### EXERCISE DIRECTIONS
Write out the lines below again with "red flower cluster" swapped for "pink flower cluster" everywhere it occurs, keeping the rest the same.

====================

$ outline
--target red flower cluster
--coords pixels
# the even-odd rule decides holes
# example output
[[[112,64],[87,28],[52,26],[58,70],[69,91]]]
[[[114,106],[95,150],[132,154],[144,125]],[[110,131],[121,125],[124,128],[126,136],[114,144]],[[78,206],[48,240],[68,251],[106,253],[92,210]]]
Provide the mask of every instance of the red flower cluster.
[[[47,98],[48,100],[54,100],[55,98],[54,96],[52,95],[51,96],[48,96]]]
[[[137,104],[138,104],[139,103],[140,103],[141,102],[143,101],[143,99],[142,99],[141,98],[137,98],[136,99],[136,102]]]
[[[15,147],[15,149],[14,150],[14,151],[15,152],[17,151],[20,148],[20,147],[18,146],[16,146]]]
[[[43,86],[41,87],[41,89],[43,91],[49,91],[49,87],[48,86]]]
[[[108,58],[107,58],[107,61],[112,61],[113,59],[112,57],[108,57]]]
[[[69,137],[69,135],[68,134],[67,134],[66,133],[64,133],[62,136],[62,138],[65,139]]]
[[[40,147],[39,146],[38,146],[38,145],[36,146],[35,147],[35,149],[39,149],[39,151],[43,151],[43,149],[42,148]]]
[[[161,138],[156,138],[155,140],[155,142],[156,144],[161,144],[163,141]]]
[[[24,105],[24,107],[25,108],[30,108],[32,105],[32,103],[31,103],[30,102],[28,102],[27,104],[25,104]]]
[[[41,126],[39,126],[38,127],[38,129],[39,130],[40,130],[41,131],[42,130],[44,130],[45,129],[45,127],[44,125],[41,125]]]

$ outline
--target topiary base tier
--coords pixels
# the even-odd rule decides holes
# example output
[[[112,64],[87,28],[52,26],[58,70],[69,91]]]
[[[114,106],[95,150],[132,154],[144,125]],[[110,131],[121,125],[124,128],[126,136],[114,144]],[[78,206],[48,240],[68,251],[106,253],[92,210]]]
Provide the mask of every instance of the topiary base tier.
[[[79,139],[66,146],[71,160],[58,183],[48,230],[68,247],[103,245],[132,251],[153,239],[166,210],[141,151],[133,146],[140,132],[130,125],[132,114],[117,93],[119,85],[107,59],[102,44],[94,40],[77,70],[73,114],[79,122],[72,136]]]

====================

### FULL RESPONSE
$ outline
--target pink flower cluster
--coords pixels
# the even-odd rule decides holes
# example output
[[[112,64],[87,28],[52,26],[58,70],[69,91]]]
[[[114,106],[95,150],[132,154],[144,125]],[[110,131],[121,125],[124,128],[126,136],[114,144]],[[78,206],[48,240],[68,251],[106,253],[92,210]]]
Provide the mask of every instance of the pink flower cluster.
[[[47,98],[48,100],[54,100],[55,98],[54,96],[52,95],[51,96],[48,96]]]
[[[137,104],[138,104],[139,103],[140,103],[141,102],[143,101],[143,99],[142,99],[141,98],[137,98],[136,99],[136,102]]]
[[[15,147],[15,149],[14,150],[14,151],[15,152],[17,151],[20,148],[20,147],[18,146],[16,146]]]
[[[43,86],[41,87],[41,89],[43,91],[49,91],[49,87],[48,86]]]
[[[108,58],[107,58],[107,61],[112,61],[113,59],[112,57],[108,57]]]
[[[69,137],[69,135],[68,134],[67,134],[66,133],[64,133],[62,136],[62,138],[65,139]]]
[[[40,147],[39,146],[38,146],[38,145],[36,146],[35,147],[35,149],[39,149],[39,151],[43,151],[43,149],[42,148]]]
[[[161,138],[156,138],[155,140],[155,142],[156,144],[161,144],[163,141]]]
[[[24,105],[24,107],[25,108],[30,108],[32,105],[32,103],[31,103],[30,102],[28,102],[27,104],[25,104]]]
[[[41,126],[39,126],[38,127],[38,129],[39,130],[40,130],[41,131],[42,130],[44,130],[45,129],[45,127],[44,125],[41,125]]]

$ outline
--target topiary base tier
--coords pixels
# the even-odd rule decides holes
# example output
[[[112,64],[87,28],[52,26],[58,70],[69,91]]]
[[[114,106],[95,150],[132,154],[144,125]],[[110,131],[121,125],[124,128],[126,136],[114,144]],[[78,206],[48,240],[68,251],[106,253],[92,210]]]
Provide the mask of every instance of the topiary base tier.
[[[79,139],[66,146],[71,160],[58,183],[48,230],[68,247],[103,245],[132,251],[153,239],[166,210],[141,151],[133,146],[140,132],[130,125],[132,114],[117,93],[119,85],[107,59],[102,44],[94,40],[77,70],[73,114],[79,122],[72,136]]]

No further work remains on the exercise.